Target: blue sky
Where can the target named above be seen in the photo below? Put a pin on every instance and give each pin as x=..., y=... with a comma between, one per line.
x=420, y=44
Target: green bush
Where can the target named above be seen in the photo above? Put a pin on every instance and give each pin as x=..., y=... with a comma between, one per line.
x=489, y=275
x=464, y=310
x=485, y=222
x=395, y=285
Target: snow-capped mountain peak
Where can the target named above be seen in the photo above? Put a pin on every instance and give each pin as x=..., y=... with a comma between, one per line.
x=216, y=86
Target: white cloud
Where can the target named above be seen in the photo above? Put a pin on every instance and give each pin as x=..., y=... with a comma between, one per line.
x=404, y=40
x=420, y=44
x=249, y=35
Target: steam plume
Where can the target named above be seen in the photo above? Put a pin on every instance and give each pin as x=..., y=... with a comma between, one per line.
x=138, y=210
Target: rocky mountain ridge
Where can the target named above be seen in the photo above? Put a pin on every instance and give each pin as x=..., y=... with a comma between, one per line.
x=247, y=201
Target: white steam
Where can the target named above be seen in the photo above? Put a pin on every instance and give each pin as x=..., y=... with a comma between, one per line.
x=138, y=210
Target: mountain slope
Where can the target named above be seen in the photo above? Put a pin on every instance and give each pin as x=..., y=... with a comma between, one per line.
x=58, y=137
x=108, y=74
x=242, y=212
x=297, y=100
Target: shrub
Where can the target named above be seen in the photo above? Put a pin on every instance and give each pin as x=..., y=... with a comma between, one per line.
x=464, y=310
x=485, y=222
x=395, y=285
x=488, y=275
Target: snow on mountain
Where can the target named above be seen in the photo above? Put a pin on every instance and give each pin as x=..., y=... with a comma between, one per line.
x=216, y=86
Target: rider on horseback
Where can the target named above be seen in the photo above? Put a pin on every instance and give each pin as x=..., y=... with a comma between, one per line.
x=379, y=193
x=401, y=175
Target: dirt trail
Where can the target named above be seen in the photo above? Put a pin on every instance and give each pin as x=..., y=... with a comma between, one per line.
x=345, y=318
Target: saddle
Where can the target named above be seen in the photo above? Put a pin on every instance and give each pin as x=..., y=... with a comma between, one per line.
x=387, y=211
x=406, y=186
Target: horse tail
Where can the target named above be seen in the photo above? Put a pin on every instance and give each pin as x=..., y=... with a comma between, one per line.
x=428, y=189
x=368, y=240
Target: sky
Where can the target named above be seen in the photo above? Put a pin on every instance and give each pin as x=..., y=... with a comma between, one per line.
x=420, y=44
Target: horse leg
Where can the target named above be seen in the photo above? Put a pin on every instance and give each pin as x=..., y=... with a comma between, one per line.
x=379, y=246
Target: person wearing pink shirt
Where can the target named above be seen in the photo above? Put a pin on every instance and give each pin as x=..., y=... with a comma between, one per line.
-*-*-
| Written task |
Provide all the records again, word for word.

| Answer for this exercise |
Target: blue sky
Where can the target named above be seen in the photo below? Put a pin on every instance and give each pin as x=..., y=... with a comma between, one per line.
x=420, y=44
Target: green bush
Where can the target named above be seen in the photo above? Put a pin on every instance and give each pin as x=..., y=... with a comma between, one per line.
x=489, y=275
x=464, y=310
x=485, y=222
x=395, y=285
Target: snow-capped mountain peak
Where can the target named above be seen in the photo above? Put a pin on every instance and give each pin as x=..., y=... with a comma between, one per line.
x=216, y=86
Target: white cloud
Where can the target named above be seen in the photo above? Put a pin on every instance and give each pin as x=..., y=... with a comma between, one per line.
x=404, y=40
x=420, y=44
x=249, y=35
Target: steam plume
Where can the target named above be seen in the photo above? Put a pin on every instance and give each pin as x=..., y=... with a comma between, one per line.
x=138, y=210
Target: rocky mountain ridge
Where can the target named above be seen in the photo above? Put a pin on every instance and give each pin as x=..., y=... with a comma between, one per line.
x=247, y=201
Target: white steam
Where can the target named above be seen in the photo above? Put a pin on every instance and give each pin as x=..., y=... with a comma between, one per line.
x=138, y=210
Target: mountain slope
Where can the target named above be seen in the photo above? Put a pin on every instance and give each pin as x=..., y=... with a comma between, one per line.
x=58, y=137
x=108, y=74
x=242, y=212
x=297, y=100
Target: shrub
Where can the target named above be seen in the photo above? Put a pin on every instance and give each pin as x=..., y=... with a comma between, one per line.
x=464, y=310
x=485, y=222
x=395, y=285
x=488, y=275
Target: snow on mountain
Where can the target named above be seen in the photo above? Put a pin on every instance and give each pin as x=..., y=... with a comma between, one per line.
x=216, y=86
Target: rider on horseback
Where can the target named above be seen in the photo above? Put a pin on every instance and give each pin as x=..., y=... with a comma between, one per line.
x=379, y=193
x=401, y=175
Target: dirt trail
Where can the target named above be seen in the photo above? Put a pin on every instance and give each pin as x=..., y=... with a comma between, one per line.
x=345, y=318
Target: saddle
Where can the target named above be seen in the photo above? Put a pin on every instance and give each pin as x=..., y=... with a comma between, one per line.
x=387, y=211
x=406, y=186
Target: horse tail
Where can the target named above be seen in the photo above? Put a pin on every instance and give each pin as x=..., y=... with a comma between, one per line.
x=428, y=189
x=368, y=240
Target: sky
Where can the target named above be seen in the photo above? Put a pin on every instance and give each pin as x=..., y=... with a comma between, one per line.
x=420, y=44
Target: horse leg
Where can the target named above be seen in the photo above? Put a pin on every instance and give each pin as x=..., y=... with a comma between, one per line.
x=379, y=246
Target: person wearing pink shirt
Where can the target named above be seen in the photo above? Put a pin on every instance and give each pin as x=..., y=... with a comma between, one per line.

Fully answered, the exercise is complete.